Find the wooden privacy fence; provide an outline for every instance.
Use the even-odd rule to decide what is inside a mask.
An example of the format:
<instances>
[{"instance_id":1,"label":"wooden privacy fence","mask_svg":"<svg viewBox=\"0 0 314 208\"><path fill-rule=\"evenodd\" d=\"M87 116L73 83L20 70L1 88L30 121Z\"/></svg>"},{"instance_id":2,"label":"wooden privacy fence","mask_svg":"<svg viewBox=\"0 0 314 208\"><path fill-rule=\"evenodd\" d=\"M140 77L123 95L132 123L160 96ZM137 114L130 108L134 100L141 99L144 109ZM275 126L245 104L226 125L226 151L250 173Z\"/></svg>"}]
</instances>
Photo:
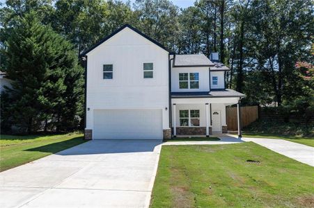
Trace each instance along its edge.
<instances>
[{"instance_id":1,"label":"wooden privacy fence","mask_svg":"<svg viewBox=\"0 0 314 208\"><path fill-rule=\"evenodd\" d=\"M227 107L227 125L230 131L237 130L237 107ZM245 127L258 119L258 106L241 107L242 127Z\"/></svg>"}]
</instances>

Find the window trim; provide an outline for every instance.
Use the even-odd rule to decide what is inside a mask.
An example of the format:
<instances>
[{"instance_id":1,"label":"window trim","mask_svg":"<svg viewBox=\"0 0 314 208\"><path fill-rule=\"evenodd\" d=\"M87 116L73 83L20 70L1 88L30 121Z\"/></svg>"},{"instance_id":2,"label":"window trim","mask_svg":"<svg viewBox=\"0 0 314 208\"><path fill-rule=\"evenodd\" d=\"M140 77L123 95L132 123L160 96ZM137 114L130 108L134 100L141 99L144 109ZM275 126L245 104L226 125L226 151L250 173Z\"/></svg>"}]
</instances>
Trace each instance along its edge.
<instances>
[{"instance_id":1,"label":"window trim","mask_svg":"<svg viewBox=\"0 0 314 208\"><path fill-rule=\"evenodd\" d=\"M214 80L214 78L216 78L217 80ZM217 82L216 84L214 84L214 81ZM217 86L218 85L218 76L212 76L212 85L214 85L214 86Z\"/></svg>"},{"instance_id":2,"label":"window trim","mask_svg":"<svg viewBox=\"0 0 314 208\"><path fill-rule=\"evenodd\" d=\"M180 80L180 75L183 73L187 73L187 80ZM197 73L198 74L198 79L197 80L191 80L191 73ZM200 73L199 72L182 72L179 73L178 75L178 79L179 79L179 89L200 89ZM183 82L187 82L187 88L180 88L180 83ZM198 83L198 88L191 88L191 83L195 82Z\"/></svg>"},{"instance_id":3,"label":"window trim","mask_svg":"<svg viewBox=\"0 0 314 208\"><path fill-rule=\"evenodd\" d=\"M183 111L183 110L187 110L188 112L188 116L189 117L181 117L180 115L180 111ZM191 111L194 110L194 111L198 111L198 117L191 117ZM188 122L187 122L187 125L181 125L181 122L180 120L181 119L188 119ZM191 119L198 119L198 121L200 122L198 125L191 125ZM181 109L179 110L179 127L200 127L201 126L201 110L199 109Z\"/></svg>"},{"instance_id":4,"label":"window trim","mask_svg":"<svg viewBox=\"0 0 314 208\"><path fill-rule=\"evenodd\" d=\"M111 71L104 71L104 66L111 66ZM104 73L111 73L111 78L104 78ZM102 80L112 80L113 79L113 64L102 64Z\"/></svg>"},{"instance_id":5,"label":"window trim","mask_svg":"<svg viewBox=\"0 0 314 208\"><path fill-rule=\"evenodd\" d=\"M145 64L152 64L152 69L145 69ZM152 72L152 77L145 77L145 72ZM143 78L144 79L152 79L154 78L154 62L143 62Z\"/></svg>"}]
</instances>

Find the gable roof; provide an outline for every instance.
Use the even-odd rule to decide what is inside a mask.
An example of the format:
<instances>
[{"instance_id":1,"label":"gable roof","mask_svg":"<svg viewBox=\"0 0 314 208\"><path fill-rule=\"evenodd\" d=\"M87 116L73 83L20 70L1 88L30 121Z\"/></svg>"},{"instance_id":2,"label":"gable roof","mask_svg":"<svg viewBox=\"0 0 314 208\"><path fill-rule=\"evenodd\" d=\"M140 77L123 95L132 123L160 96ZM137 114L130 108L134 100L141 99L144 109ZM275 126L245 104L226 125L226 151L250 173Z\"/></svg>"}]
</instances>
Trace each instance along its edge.
<instances>
[{"instance_id":1,"label":"gable roof","mask_svg":"<svg viewBox=\"0 0 314 208\"><path fill-rule=\"evenodd\" d=\"M173 67L213 67L214 64L204 54L175 55Z\"/></svg>"},{"instance_id":2,"label":"gable roof","mask_svg":"<svg viewBox=\"0 0 314 208\"><path fill-rule=\"evenodd\" d=\"M228 68L223 63L219 62L219 61L214 61L214 60L212 60L212 61L214 63L214 66L210 67L210 70L212 70L212 71L228 71L228 70L230 70L230 69Z\"/></svg>"},{"instance_id":3,"label":"gable roof","mask_svg":"<svg viewBox=\"0 0 314 208\"><path fill-rule=\"evenodd\" d=\"M88 49L87 49L85 51L84 51L82 53L81 53L81 55L79 56L80 57L85 56L88 53L91 52L91 51L93 51L93 49L97 48L98 46L100 46L101 44L104 43L107 40L109 40L111 37L114 36L116 34L118 33L119 32L120 32L121 31L123 31L125 28L130 28L131 30L132 30L135 33L138 33L139 35L143 36L143 37L145 37L146 39L148 40L149 41L150 41L153 44L157 45L160 48L162 48L164 50L165 50L165 51L166 51L170 53L170 51L165 46L164 46L161 43L159 43L158 42L155 41L155 40L152 40L151 37L147 36L146 35L145 35L144 33L143 33L142 32L141 32L138 29L136 29L136 28L132 27L132 26L130 26L129 24L126 24L124 26L123 26L122 27L120 27L120 28L118 28L118 30L115 31L113 33L112 33L109 35L108 35L108 36L105 37L104 38L102 39L100 42L98 42L95 45L92 46Z\"/></svg>"}]
</instances>

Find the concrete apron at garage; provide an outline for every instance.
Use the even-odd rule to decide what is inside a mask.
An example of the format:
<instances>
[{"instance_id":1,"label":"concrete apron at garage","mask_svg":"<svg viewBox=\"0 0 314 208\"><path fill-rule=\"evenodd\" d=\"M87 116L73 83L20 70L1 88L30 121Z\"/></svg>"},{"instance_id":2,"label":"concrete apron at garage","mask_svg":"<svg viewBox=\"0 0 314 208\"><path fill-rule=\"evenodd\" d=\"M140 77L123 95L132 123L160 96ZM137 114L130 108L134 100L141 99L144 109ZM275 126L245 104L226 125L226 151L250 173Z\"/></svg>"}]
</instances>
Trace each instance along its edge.
<instances>
[{"instance_id":1,"label":"concrete apron at garage","mask_svg":"<svg viewBox=\"0 0 314 208\"><path fill-rule=\"evenodd\" d=\"M0 207L148 207L161 144L93 140L0 173Z\"/></svg>"}]
</instances>

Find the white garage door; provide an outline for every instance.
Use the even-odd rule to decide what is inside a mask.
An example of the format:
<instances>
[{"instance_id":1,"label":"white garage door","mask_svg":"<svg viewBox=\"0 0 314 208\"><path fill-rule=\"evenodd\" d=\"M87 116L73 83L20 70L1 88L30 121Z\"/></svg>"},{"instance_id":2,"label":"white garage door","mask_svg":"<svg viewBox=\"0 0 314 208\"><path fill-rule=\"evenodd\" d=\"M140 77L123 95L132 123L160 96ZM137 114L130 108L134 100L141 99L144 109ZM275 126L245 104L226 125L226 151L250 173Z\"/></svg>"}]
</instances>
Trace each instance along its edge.
<instances>
[{"instance_id":1,"label":"white garage door","mask_svg":"<svg viewBox=\"0 0 314 208\"><path fill-rule=\"evenodd\" d=\"M162 110L95 110L94 139L162 139Z\"/></svg>"}]
</instances>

:: EXERCISE OBJECTIVE ::
Rewrite all of the lines above as a JSON list of strings, with one string per line and blank lines omitted. Leave the pictures out of the list.

:: SOLUTION TO THIS TASK ::
[
  "Find the wooden privacy fence; provide an outline for every instance.",
  "Use the even-odd rule to decide what is inside a mask.",
  "An example of the format:",
  "<instances>",
  "[{\"instance_id\":1,\"label\":\"wooden privacy fence\",\"mask_svg\":\"<svg viewBox=\\\"0 0 314 208\\\"><path fill-rule=\\\"evenodd\\\" d=\\\"M87 116L73 83L20 70L1 88L30 121Z\\\"/></svg>\"},{\"instance_id\":2,\"label\":\"wooden privacy fence\",\"mask_svg\":\"<svg viewBox=\\\"0 0 314 208\\\"><path fill-rule=\\\"evenodd\\\" d=\\\"M140 77L123 95L132 123L160 96ZM137 114L130 108L134 100L141 99L144 109ZM275 126L245 104L226 125L226 151L250 173Z\\\"/></svg>\"}]",
  "</instances>",
  "Photo:",
  "Trace each instance along its edge.",
  "<instances>",
  "[{\"instance_id\":1,\"label\":\"wooden privacy fence\",\"mask_svg\":\"<svg viewBox=\\\"0 0 314 208\\\"><path fill-rule=\\\"evenodd\\\" d=\\\"M227 107L227 125L230 131L237 130L237 107ZM245 127L258 119L258 106L241 107L242 127Z\\\"/></svg>\"}]",
  "</instances>",
  "Find the window trim; provide an outline for every instance.",
  "Use the even-odd rule to decide what is inside a mask.",
  "An example of the format:",
  "<instances>",
  "[{\"instance_id\":1,\"label\":\"window trim\",\"mask_svg\":\"<svg viewBox=\\\"0 0 314 208\\\"><path fill-rule=\\\"evenodd\\\" d=\\\"M87 116L73 83L20 70L1 88L30 121Z\\\"/></svg>\"},{\"instance_id\":2,\"label\":\"window trim\",\"mask_svg\":\"<svg viewBox=\\\"0 0 314 208\\\"><path fill-rule=\\\"evenodd\\\" d=\\\"M140 77L123 95L132 123L160 96ZM137 114L130 108L134 100L141 99L144 109ZM275 126L245 104L226 125L226 151L250 173Z\\\"/></svg>\"}]",
  "</instances>",
  "Trace each instance along its edge.",
  "<instances>",
  "[{\"instance_id\":1,\"label\":\"window trim\",\"mask_svg\":\"<svg viewBox=\\\"0 0 314 208\\\"><path fill-rule=\\\"evenodd\\\" d=\\\"M214 80L214 78L216 78L217 80ZM217 82L216 84L214 84L214 81ZM217 86L218 85L218 76L212 76L212 85L214 85L214 86Z\\\"/></svg>\"},{\"instance_id\":2,\"label\":\"window trim\",\"mask_svg\":\"<svg viewBox=\\\"0 0 314 208\\\"><path fill-rule=\\\"evenodd\\\" d=\\\"M180 80L180 75L183 73L187 73L187 80ZM197 73L198 74L198 79L197 80L191 80L191 73ZM200 73L199 72L182 72L179 73L178 75L178 79L179 79L179 89L200 89ZM183 82L187 82L187 88L180 88L180 83ZM198 83L198 88L191 88L191 83L195 82Z\\\"/></svg>\"},{\"instance_id\":3,\"label\":\"window trim\",\"mask_svg\":\"<svg viewBox=\\\"0 0 314 208\\\"><path fill-rule=\\\"evenodd\\\" d=\\\"M183 111L183 110L187 110L188 112L188 116L189 117L181 117L180 115L180 111ZM191 111L194 110L194 111L198 111L198 117L191 117ZM188 122L187 122L187 125L181 125L181 122L180 120L181 119L188 119ZM191 119L198 119L198 121L200 122L198 125L191 125ZM181 109L179 110L179 127L200 127L201 126L201 110L199 109Z\\\"/></svg>\"},{\"instance_id\":4,\"label\":\"window trim\",\"mask_svg\":\"<svg viewBox=\\\"0 0 314 208\\\"><path fill-rule=\\\"evenodd\\\" d=\\\"M111 71L104 71L104 66L111 66ZM104 73L111 73L111 78L104 78ZM102 80L112 80L113 79L113 64L102 64Z\\\"/></svg>\"},{\"instance_id\":5,\"label\":\"window trim\",\"mask_svg\":\"<svg viewBox=\\\"0 0 314 208\\\"><path fill-rule=\\\"evenodd\\\" d=\\\"M145 64L152 64L152 69L145 69ZM152 72L152 77L145 77L145 72ZM143 78L144 79L152 79L154 78L154 62L143 62Z\\\"/></svg>\"}]",
  "</instances>",
  "Find the gable roof; provide an outline for every instance.",
  "Use the even-odd rule to decide what is inside a mask.",
  "An example of the format:",
  "<instances>",
  "[{\"instance_id\":1,\"label\":\"gable roof\",\"mask_svg\":\"<svg viewBox=\\\"0 0 314 208\\\"><path fill-rule=\\\"evenodd\\\" d=\\\"M87 116L73 83L20 70L1 88L30 121Z\\\"/></svg>\"},{\"instance_id\":2,\"label\":\"gable roof\",\"mask_svg\":\"<svg viewBox=\\\"0 0 314 208\\\"><path fill-rule=\\\"evenodd\\\" d=\\\"M140 77L123 95L132 123L160 96ZM137 114L130 108L134 100L141 99L144 109ZM275 126L245 104L226 125L226 151L250 173Z\\\"/></svg>\"}]",
  "</instances>",
  "Trace each instance along its edge.",
  "<instances>",
  "[{\"instance_id\":1,\"label\":\"gable roof\",\"mask_svg\":\"<svg viewBox=\\\"0 0 314 208\\\"><path fill-rule=\\\"evenodd\\\" d=\\\"M173 67L213 67L214 64L204 54L175 55Z\\\"/></svg>\"},{\"instance_id\":2,\"label\":\"gable roof\",\"mask_svg\":\"<svg viewBox=\\\"0 0 314 208\\\"><path fill-rule=\\\"evenodd\\\" d=\\\"M228 68L223 63L219 62L219 61L214 61L214 60L212 60L212 61L214 63L214 66L210 67L210 70L212 70L212 71L228 71L228 70L230 70L230 69Z\\\"/></svg>\"},{\"instance_id\":3,\"label\":\"gable roof\",\"mask_svg\":\"<svg viewBox=\\\"0 0 314 208\\\"><path fill-rule=\\\"evenodd\\\" d=\\\"M88 49L87 49L85 51L84 51L82 53L81 53L81 55L79 56L80 57L85 56L88 53L91 52L91 51L93 51L93 49L97 48L98 46L100 46L101 44L104 43L107 40L109 40L111 37L114 36L116 34L118 33L119 32L120 32L121 31L123 31L125 28L130 28L131 30L132 30L135 33L138 33L139 35L143 36L143 37L145 37L146 39L148 40L149 41L150 41L153 44L157 45L160 48L162 48L164 50L165 50L165 51L166 51L170 53L170 51L165 46L164 46L161 43L159 43L158 42L155 41L155 40L152 40L151 37L147 36L146 35L145 35L144 33L143 33L142 32L141 32L138 29L136 29L136 28L132 27L132 26L130 26L129 24L126 24L124 26L123 26L122 27L120 27L120 28L118 28L118 30L115 31L113 33L112 33L109 35L108 35L108 36L105 37L104 38L102 39L100 42L98 42L95 45L92 46Z\\\"/></svg>\"}]",
  "</instances>",
  "Find the concrete apron at garage; provide an outline for every instance.",
  "Use the even-odd rule to decide what is inside a mask.",
  "An example of the format:",
  "<instances>",
  "[{\"instance_id\":1,\"label\":\"concrete apron at garage\",\"mask_svg\":\"<svg viewBox=\\\"0 0 314 208\\\"><path fill-rule=\\\"evenodd\\\" d=\\\"M87 116L73 83L20 70L1 88L30 121Z\\\"/></svg>\"},{\"instance_id\":2,\"label\":\"concrete apron at garage\",\"mask_svg\":\"<svg viewBox=\\\"0 0 314 208\\\"><path fill-rule=\\\"evenodd\\\" d=\\\"M140 77L123 95L132 123L160 96ZM137 114L130 108L134 100L141 99L144 109ZM275 126L245 104L226 125L226 151L250 173Z\\\"/></svg>\"}]",
  "</instances>",
  "Trace each instance along its edge.",
  "<instances>",
  "[{\"instance_id\":1,\"label\":\"concrete apron at garage\",\"mask_svg\":\"<svg viewBox=\\\"0 0 314 208\\\"><path fill-rule=\\\"evenodd\\\" d=\\\"M0 207L148 207L161 144L93 140L0 173Z\\\"/></svg>\"}]",
  "</instances>",
  "Find the white garage door; provide an outline for every instance.",
  "Use the even-odd rule to decide what is inside a mask.",
  "An example of the format:",
  "<instances>",
  "[{\"instance_id\":1,\"label\":\"white garage door\",\"mask_svg\":\"<svg viewBox=\\\"0 0 314 208\\\"><path fill-rule=\\\"evenodd\\\" d=\\\"M87 116L73 83L20 70L1 88L30 121Z\\\"/></svg>\"},{\"instance_id\":2,\"label\":\"white garage door\",\"mask_svg\":\"<svg viewBox=\\\"0 0 314 208\\\"><path fill-rule=\\\"evenodd\\\" d=\\\"M140 77L123 95L132 123L160 96ZM137 114L130 108L134 100L141 99L144 109ZM275 126L245 104L226 125L226 151L250 173Z\\\"/></svg>\"}]",
  "</instances>",
  "Trace each instance along its edge.",
  "<instances>",
  "[{\"instance_id\":1,\"label\":\"white garage door\",\"mask_svg\":\"<svg viewBox=\\\"0 0 314 208\\\"><path fill-rule=\\\"evenodd\\\" d=\\\"M162 110L95 110L94 139L162 139Z\\\"/></svg>\"}]",
  "</instances>"
]